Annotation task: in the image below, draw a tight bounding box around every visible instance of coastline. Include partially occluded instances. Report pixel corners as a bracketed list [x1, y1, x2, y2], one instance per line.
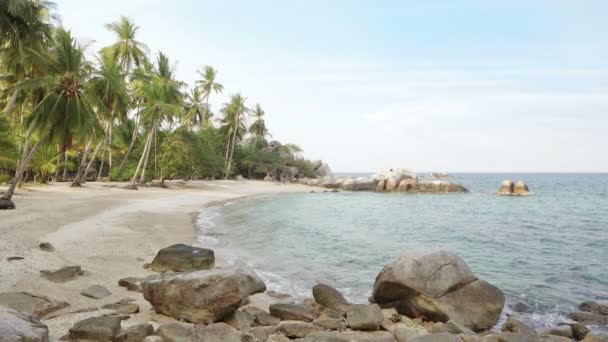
[0, 179, 314, 340]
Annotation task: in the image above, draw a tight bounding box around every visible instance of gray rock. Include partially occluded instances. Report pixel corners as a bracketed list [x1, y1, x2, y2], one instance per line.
[559, 322, 589, 340]
[511, 301, 532, 313]
[579, 301, 608, 316]
[248, 309, 281, 326]
[155, 323, 193, 341]
[300, 330, 398, 341]
[143, 264, 266, 324]
[540, 325, 572, 339]
[39, 266, 83, 283]
[38, 242, 55, 252]
[115, 323, 155, 342]
[583, 334, 608, 342]
[501, 317, 537, 337]
[569, 311, 608, 325]
[312, 283, 350, 314]
[68, 315, 122, 341]
[482, 332, 537, 342]
[268, 333, 291, 342]
[279, 320, 324, 338]
[101, 302, 139, 314]
[193, 322, 243, 342]
[345, 304, 383, 331]
[252, 326, 268, 341]
[0, 292, 69, 318]
[118, 276, 148, 292]
[150, 244, 215, 273]
[0, 305, 49, 342]
[372, 250, 505, 332]
[313, 315, 347, 330]
[269, 303, 315, 322]
[393, 323, 429, 342]
[224, 310, 255, 330]
[81, 285, 112, 299]
[411, 332, 461, 342]
[443, 320, 476, 335]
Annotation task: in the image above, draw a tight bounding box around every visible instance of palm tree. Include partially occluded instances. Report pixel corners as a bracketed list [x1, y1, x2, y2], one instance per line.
[104, 16, 148, 72]
[195, 65, 223, 127]
[249, 103, 268, 148]
[182, 87, 207, 129]
[1, 28, 98, 209]
[220, 94, 248, 179]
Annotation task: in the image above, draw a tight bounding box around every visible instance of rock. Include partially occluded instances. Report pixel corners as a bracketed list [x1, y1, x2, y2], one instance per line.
[246, 292, 294, 312]
[118, 277, 146, 292]
[498, 180, 530, 196]
[248, 309, 281, 326]
[583, 334, 608, 342]
[313, 315, 347, 330]
[569, 311, 608, 325]
[559, 322, 589, 340]
[101, 303, 139, 314]
[341, 178, 377, 191]
[150, 244, 215, 273]
[501, 317, 537, 337]
[0, 305, 49, 342]
[38, 242, 55, 252]
[0, 198, 16, 210]
[193, 322, 244, 342]
[155, 323, 193, 341]
[269, 303, 315, 322]
[410, 332, 461, 342]
[268, 333, 291, 342]
[376, 179, 386, 191]
[279, 167, 299, 182]
[397, 179, 418, 192]
[123, 183, 138, 190]
[421, 180, 468, 193]
[0, 292, 69, 318]
[236, 175, 245, 181]
[142, 337, 164, 342]
[68, 315, 122, 341]
[321, 178, 340, 189]
[540, 325, 572, 339]
[373, 169, 417, 182]
[142, 264, 266, 324]
[115, 323, 155, 342]
[393, 323, 429, 342]
[81, 285, 112, 299]
[252, 326, 268, 341]
[6, 256, 24, 261]
[385, 177, 400, 191]
[279, 320, 324, 338]
[372, 250, 505, 332]
[497, 180, 514, 195]
[224, 310, 255, 330]
[300, 330, 397, 341]
[513, 181, 530, 195]
[443, 320, 476, 335]
[511, 301, 532, 313]
[579, 301, 608, 315]
[540, 335, 574, 342]
[315, 162, 333, 178]
[39, 266, 83, 283]
[482, 332, 537, 342]
[312, 283, 350, 313]
[345, 304, 384, 331]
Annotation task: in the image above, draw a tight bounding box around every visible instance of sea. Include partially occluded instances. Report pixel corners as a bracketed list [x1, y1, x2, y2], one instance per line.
[196, 173, 608, 332]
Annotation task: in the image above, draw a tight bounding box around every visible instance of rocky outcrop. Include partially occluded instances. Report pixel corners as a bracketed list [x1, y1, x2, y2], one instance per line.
[142, 264, 266, 324]
[150, 243, 215, 273]
[0, 305, 49, 342]
[0, 292, 69, 318]
[314, 161, 333, 178]
[498, 180, 531, 196]
[372, 250, 505, 332]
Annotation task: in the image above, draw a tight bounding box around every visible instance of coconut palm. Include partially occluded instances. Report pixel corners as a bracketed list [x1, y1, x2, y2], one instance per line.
[249, 103, 268, 148]
[182, 87, 208, 129]
[220, 93, 248, 179]
[1, 28, 99, 209]
[195, 65, 223, 127]
[104, 16, 148, 72]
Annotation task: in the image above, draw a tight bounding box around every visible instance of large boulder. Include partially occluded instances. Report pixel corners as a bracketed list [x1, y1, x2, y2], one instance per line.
[498, 180, 530, 196]
[372, 168, 416, 181]
[497, 180, 514, 195]
[569, 311, 608, 325]
[341, 177, 377, 191]
[314, 161, 333, 178]
[312, 283, 350, 313]
[417, 181, 468, 193]
[269, 303, 315, 322]
[0, 292, 69, 318]
[142, 264, 266, 324]
[579, 301, 608, 315]
[0, 305, 49, 342]
[68, 315, 122, 341]
[345, 304, 384, 331]
[150, 244, 215, 273]
[372, 250, 505, 332]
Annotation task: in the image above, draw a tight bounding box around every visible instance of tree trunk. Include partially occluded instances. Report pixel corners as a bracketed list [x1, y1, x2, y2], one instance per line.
[108, 124, 113, 181]
[97, 142, 107, 181]
[117, 115, 140, 179]
[130, 117, 155, 185]
[79, 136, 104, 184]
[2, 89, 19, 118]
[224, 126, 238, 179]
[70, 138, 93, 187]
[139, 121, 157, 184]
[62, 148, 69, 181]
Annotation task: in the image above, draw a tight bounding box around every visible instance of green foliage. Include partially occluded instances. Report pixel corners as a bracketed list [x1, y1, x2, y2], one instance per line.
[0, 117, 18, 168]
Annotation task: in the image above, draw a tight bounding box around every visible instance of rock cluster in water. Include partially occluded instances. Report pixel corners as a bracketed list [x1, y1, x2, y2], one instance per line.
[1, 243, 606, 341]
[497, 180, 531, 196]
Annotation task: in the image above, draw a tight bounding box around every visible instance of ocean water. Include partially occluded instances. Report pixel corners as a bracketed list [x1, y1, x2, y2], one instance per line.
[197, 173, 608, 331]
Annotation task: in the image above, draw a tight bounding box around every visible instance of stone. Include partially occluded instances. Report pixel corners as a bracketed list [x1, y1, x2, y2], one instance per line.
[155, 323, 193, 341]
[300, 330, 397, 341]
[81, 285, 112, 299]
[246, 308, 281, 326]
[101, 303, 139, 314]
[268, 333, 291, 342]
[321, 178, 341, 189]
[38, 242, 55, 252]
[315, 162, 333, 178]
[269, 303, 315, 322]
[150, 243, 215, 273]
[482, 332, 537, 342]
[386, 177, 400, 191]
[513, 181, 530, 195]
[540, 335, 574, 342]
[279, 320, 324, 338]
[443, 320, 476, 335]
[376, 179, 386, 191]
[312, 283, 350, 314]
[142, 264, 266, 324]
[410, 332, 461, 342]
[373, 169, 417, 182]
[224, 310, 255, 330]
[569, 311, 608, 325]
[559, 322, 589, 340]
[313, 315, 347, 330]
[501, 317, 537, 337]
[251, 326, 268, 340]
[193, 322, 243, 342]
[0, 292, 69, 318]
[393, 323, 429, 342]
[68, 315, 122, 341]
[0, 305, 49, 342]
[341, 178, 377, 191]
[579, 301, 608, 315]
[345, 304, 384, 331]
[397, 179, 418, 192]
[497, 180, 514, 195]
[540, 325, 572, 339]
[39, 266, 83, 283]
[142, 337, 164, 342]
[115, 323, 155, 342]
[118, 276, 148, 292]
[372, 250, 504, 332]
[583, 334, 608, 342]
[511, 301, 532, 313]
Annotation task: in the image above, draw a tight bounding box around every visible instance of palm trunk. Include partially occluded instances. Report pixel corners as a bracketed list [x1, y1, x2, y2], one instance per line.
[140, 121, 157, 184]
[224, 126, 238, 179]
[79, 136, 105, 184]
[117, 114, 140, 179]
[62, 148, 69, 181]
[108, 124, 113, 181]
[130, 114, 157, 185]
[2, 89, 19, 117]
[97, 142, 107, 181]
[54, 152, 61, 182]
[70, 138, 93, 187]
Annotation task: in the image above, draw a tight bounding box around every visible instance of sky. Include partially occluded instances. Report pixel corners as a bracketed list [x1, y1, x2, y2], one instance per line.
[56, 0, 608, 172]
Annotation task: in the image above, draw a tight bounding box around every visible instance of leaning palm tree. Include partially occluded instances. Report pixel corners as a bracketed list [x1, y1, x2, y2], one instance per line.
[220, 94, 248, 179]
[195, 65, 223, 127]
[249, 103, 268, 148]
[104, 16, 148, 72]
[1, 28, 98, 209]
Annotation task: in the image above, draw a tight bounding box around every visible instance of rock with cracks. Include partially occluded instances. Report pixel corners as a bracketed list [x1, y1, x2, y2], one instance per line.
[150, 243, 215, 273]
[0, 305, 49, 342]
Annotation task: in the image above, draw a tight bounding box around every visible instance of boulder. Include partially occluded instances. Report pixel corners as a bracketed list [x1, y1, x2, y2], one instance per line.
[150, 244, 215, 273]
[68, 315, 122, 341]
[247, 309, 281, 326]
[498, 180, 530, 196]
[376, 179, 386, 191]
[155, 323, 193, 341]
[397, 179, 418, 192]
[81, 285, 112, 299]
[315, 162, 333, 178]
[279, 167, 299, 182]
[569, 311, 608, 325]
[540, 325, 572, 339]
[313, 315, 347, 330]
[39, 266, 83, 283]
[0, 305, 49, 342]
[300, 330, 397, 341]
[372, 250, 505, 332]
[558, 322, 589, 340]
[0, 292, 69, 318]
[385, 177, 401, 191]
[115, 323, 155, 342]
[341, 178, 377, 191]
[101, 302, 139, 314]
[345, 304, 384, 331]
[421, 181, 468, 193]
[513, 181, 530, 195]
[511, 301, 532, 313]
[193, 322, 244, 342]
[501, 317, 537, 337]
[583, 334, 608, 342]
[497, 180, 514, 195]
[142, 264, 266, 324]
[579, 301, 608, 315]
[321, 178, 341, 189]
[269, 303, 315, 322]
[279, 320, 324, 338]
[118, 276, 159, 293]
[224, 310, 255, 330]
[312, 283, 350, 314]
[393, 323, 429, 342]
[372, 169, 417, 182]
[410, 332, 461, 342]
[142, 337, 164, 342]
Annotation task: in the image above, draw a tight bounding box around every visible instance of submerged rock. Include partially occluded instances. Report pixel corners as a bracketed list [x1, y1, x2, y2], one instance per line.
[143, 264, 266, 324]
[150, 243, 215, 273]
[372, 250, 505, 332]
[0, 305, 49, 342]
[579, 301, 608, 316]
[497, 180, 530, 196]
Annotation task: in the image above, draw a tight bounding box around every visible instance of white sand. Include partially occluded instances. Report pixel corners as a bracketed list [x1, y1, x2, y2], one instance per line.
[0, 180, 313, 340]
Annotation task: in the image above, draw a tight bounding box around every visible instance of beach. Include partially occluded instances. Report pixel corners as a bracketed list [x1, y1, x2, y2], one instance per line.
[0, 180, 313, 340]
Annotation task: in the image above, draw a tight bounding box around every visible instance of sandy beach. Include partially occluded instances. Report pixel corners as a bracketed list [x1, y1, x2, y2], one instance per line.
[0, 180, 313, 340]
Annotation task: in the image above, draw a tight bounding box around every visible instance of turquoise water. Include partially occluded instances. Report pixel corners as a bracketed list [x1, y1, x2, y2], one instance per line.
[197, 174, 608, 330]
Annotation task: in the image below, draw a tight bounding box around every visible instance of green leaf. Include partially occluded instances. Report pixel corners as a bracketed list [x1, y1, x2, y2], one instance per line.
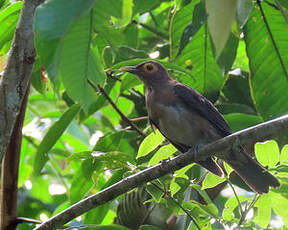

+--

Once the line with "instance of turquoise" is found, output it and every line after it through the end of the listing, exactly, without pictures.

Annotation task: in the image above, draw a tight bounding box around every visible instance of turquoise water. Include partially occluded instances. Report pixel corners as a bracketed list [x1, y1, x2, y2], one instance per line.
[197, 174, 608, 330]
Annotation task: in the image below, draw a tight bounding box around every visible instance of green leaf. Include partially occluded instances. Report pixel corners as a bracketed list [x1, y1, x2, y2], one instance per line.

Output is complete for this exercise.